--- Work required ---
Copy the following lines exactly as they appear, covering every row.

[Segmentation labeling items]
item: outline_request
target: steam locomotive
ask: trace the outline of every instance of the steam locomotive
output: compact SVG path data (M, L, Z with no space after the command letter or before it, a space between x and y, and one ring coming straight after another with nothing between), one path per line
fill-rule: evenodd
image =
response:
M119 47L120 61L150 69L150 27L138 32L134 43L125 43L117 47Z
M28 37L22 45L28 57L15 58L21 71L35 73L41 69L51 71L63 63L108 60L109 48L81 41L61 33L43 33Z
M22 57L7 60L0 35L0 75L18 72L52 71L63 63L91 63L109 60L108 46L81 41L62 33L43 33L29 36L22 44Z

--- The solution ---
item: outline_request
target: steam locomotive
ask: trace the outline of every instance of the steam locomotive
output: compact SVG path data (M, L, Z with no space after the command letter or before it, a space between x and y, and one ring coming straight after another with nothing between), one path per line
fill-rule: evenodd
image =
response:
M119 47L120 61L150 69L150 27L138 32L134 43L125 43L117 47Z
M28 37L22 45L28 57L15 58L21 71L35 73L41 69L51 71L63 63L108 60L109 48L81 41L61 33L43 33Z
M22 57L7 60L0 35L0 75L18 72L52 71L63 63L91 63L109 60L108 46L81 41L62 33L43 33L29 36L22 44Z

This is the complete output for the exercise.